Task statement: Reproduce verbatim the lines below, beginning with the line that contains "Verify: does the image above include any ear?" and continuing through the line that contains "[186,212,272,262]", both included.

(Lines from a box labeling dataset)
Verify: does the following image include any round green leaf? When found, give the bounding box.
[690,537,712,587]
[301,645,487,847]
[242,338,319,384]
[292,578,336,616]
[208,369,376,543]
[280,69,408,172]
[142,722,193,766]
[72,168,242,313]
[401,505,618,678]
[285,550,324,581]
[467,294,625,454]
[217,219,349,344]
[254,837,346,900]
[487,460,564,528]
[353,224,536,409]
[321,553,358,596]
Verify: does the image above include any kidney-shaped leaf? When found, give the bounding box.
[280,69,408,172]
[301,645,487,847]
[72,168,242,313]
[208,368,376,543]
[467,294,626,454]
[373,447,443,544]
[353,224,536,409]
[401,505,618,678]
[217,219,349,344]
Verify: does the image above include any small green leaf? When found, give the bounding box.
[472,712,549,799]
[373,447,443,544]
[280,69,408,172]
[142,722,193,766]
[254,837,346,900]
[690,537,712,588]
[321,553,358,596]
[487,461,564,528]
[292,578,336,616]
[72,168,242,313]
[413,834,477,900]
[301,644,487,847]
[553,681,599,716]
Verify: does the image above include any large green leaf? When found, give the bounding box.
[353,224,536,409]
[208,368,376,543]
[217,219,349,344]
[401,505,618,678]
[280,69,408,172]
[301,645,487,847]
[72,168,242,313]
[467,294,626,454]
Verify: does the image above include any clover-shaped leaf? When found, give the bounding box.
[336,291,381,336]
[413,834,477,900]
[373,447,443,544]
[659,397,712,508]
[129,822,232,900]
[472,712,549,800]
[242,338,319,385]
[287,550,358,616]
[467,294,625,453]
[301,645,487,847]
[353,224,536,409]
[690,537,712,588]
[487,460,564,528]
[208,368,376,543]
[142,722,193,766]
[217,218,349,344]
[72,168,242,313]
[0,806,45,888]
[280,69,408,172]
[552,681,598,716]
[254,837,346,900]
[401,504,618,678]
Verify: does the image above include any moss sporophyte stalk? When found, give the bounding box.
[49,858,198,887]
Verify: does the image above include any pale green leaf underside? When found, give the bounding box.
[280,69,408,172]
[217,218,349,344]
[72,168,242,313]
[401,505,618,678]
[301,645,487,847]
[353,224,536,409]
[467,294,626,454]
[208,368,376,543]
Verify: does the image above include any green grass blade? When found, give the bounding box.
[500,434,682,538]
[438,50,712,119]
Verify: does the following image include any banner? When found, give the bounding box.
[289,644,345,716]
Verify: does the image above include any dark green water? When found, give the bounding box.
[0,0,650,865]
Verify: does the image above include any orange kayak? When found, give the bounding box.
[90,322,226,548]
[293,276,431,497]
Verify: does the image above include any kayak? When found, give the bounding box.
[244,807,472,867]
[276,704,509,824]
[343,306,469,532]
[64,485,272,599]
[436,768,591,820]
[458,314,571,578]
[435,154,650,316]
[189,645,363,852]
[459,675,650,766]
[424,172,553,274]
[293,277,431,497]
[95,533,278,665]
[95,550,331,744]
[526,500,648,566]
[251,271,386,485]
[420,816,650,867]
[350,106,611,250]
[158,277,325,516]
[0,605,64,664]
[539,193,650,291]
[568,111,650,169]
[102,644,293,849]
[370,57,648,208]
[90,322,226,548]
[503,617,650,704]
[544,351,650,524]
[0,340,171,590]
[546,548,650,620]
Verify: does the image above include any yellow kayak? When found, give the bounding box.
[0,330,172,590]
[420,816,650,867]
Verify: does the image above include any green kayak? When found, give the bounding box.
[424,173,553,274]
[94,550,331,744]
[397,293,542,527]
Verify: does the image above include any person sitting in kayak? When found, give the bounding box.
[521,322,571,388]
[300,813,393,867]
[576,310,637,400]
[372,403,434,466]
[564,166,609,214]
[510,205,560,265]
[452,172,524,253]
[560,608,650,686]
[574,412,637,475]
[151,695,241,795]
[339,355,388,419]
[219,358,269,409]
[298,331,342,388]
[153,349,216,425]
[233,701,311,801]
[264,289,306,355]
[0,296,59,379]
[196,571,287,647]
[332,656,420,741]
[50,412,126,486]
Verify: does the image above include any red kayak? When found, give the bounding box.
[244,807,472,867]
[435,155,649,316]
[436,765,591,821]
* * *
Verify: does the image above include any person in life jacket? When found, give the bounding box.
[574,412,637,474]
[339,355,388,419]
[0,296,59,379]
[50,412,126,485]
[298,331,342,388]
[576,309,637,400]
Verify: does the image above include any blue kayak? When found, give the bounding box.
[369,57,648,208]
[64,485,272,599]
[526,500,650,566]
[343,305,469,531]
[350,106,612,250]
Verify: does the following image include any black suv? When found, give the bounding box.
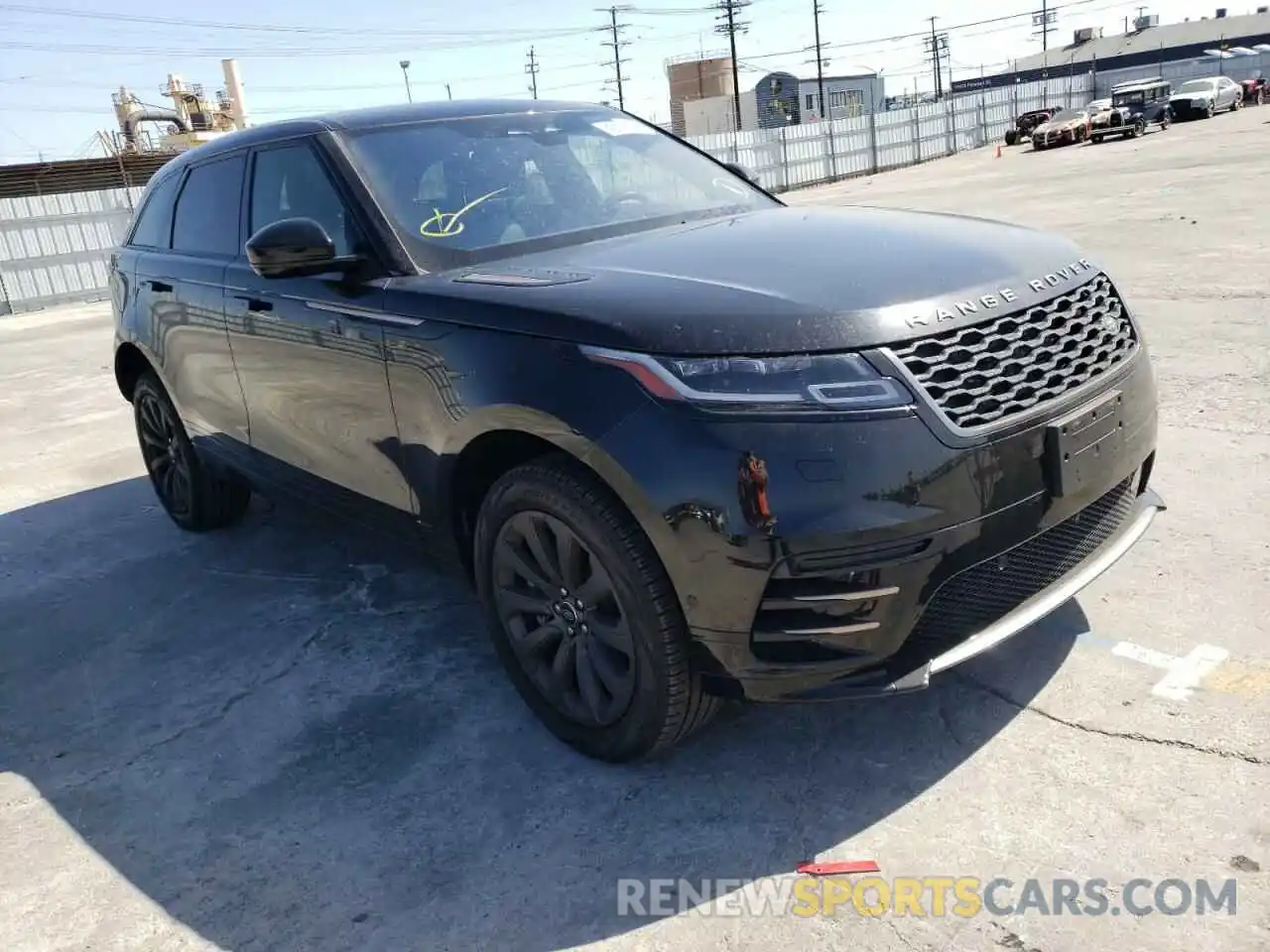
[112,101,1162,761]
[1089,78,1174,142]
...
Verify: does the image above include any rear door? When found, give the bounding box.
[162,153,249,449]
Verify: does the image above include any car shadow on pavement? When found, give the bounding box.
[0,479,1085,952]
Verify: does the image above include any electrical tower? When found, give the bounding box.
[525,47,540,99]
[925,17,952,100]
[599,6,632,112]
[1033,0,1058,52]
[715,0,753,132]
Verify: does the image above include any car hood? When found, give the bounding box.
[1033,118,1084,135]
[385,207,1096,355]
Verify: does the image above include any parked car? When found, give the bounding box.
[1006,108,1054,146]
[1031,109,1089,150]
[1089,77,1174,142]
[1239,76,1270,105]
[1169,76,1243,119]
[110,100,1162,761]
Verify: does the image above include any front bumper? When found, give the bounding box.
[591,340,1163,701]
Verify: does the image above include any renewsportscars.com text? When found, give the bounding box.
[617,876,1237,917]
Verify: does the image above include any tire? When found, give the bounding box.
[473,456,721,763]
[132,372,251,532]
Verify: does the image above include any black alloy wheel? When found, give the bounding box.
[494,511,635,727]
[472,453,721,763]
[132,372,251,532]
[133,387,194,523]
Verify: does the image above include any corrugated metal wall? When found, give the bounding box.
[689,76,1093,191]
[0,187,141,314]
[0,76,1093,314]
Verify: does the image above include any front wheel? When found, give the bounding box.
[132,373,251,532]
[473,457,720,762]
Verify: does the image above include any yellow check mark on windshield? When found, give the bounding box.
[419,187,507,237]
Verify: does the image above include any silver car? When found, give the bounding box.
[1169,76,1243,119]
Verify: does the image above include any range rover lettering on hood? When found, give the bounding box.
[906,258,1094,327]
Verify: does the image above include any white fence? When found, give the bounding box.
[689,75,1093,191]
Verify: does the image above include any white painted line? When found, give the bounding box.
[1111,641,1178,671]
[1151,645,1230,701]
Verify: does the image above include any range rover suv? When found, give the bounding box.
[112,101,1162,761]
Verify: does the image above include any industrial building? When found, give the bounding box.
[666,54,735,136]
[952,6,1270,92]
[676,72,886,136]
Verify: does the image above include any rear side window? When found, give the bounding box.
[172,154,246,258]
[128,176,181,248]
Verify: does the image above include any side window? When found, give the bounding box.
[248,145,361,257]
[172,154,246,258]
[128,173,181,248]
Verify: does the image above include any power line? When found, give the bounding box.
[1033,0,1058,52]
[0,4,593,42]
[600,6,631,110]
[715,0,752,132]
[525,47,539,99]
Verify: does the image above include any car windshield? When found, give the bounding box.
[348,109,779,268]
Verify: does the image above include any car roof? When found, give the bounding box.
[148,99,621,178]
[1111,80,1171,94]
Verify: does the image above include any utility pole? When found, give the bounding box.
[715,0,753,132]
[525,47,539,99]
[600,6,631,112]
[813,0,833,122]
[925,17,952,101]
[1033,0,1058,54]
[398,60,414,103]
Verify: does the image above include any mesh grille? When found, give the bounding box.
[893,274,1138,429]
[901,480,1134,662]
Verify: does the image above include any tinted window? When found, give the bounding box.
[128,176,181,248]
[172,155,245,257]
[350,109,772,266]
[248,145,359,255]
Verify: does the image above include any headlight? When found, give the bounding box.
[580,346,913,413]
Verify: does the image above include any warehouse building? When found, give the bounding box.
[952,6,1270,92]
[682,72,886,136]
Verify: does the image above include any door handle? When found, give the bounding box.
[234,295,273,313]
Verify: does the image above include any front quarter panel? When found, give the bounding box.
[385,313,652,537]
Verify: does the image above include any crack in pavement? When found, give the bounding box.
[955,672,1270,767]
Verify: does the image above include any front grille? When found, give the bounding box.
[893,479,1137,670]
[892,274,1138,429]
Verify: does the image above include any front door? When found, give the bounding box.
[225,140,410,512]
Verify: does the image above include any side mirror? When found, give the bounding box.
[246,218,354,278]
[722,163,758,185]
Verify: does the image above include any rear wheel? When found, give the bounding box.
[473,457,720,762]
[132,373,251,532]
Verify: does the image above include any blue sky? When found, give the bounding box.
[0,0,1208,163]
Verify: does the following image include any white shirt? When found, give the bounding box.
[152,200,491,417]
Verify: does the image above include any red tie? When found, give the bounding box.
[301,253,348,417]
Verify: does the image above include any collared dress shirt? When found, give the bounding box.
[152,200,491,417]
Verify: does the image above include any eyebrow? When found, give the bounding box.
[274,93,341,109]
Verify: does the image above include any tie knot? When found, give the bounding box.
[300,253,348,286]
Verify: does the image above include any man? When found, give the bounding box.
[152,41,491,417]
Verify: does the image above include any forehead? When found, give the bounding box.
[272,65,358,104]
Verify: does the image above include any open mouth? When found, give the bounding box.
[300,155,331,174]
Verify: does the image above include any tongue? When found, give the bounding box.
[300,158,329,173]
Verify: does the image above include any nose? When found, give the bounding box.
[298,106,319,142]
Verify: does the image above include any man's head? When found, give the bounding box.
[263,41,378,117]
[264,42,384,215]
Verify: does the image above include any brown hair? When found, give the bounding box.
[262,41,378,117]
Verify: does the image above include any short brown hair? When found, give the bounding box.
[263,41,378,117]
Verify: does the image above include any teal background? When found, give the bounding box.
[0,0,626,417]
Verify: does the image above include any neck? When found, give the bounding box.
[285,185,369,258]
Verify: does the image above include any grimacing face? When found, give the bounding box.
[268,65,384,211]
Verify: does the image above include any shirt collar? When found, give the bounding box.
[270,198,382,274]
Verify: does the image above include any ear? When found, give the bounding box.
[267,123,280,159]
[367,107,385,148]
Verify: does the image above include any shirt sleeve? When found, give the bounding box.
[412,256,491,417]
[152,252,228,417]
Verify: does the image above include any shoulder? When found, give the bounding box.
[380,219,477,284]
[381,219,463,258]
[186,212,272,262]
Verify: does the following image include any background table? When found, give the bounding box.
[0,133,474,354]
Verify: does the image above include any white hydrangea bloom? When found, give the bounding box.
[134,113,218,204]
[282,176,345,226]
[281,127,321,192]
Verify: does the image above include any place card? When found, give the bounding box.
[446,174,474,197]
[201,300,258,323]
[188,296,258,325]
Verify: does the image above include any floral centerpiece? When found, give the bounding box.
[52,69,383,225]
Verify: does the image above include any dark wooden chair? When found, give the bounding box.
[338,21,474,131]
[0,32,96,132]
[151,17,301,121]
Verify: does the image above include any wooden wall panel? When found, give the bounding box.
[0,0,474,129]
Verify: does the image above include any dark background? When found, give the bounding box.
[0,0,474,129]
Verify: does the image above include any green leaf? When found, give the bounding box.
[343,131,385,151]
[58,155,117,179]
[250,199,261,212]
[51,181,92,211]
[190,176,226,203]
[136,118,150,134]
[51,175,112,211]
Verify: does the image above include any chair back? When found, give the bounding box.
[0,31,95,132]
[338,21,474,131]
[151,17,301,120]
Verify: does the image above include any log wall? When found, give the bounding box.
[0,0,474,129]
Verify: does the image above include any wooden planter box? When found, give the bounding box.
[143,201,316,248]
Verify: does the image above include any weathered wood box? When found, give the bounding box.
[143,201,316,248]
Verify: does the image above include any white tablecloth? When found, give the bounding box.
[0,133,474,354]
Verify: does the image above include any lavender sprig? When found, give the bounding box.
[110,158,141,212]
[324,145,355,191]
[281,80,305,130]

Output of the task:
Verify: does the image above include any ear? When found, give the bounding box.
[267,123,280,159]
[367,107,385,148]
Verify: does the image above include any shirt sleeve? When found, give the bounding box.
[412,256,491,417]
[152,252,228,417]
Verify: does the image above include any shoulder? When found, give the bounding box.
[380,219,477,284]
[381,219,463,258]
[186,212,272,262]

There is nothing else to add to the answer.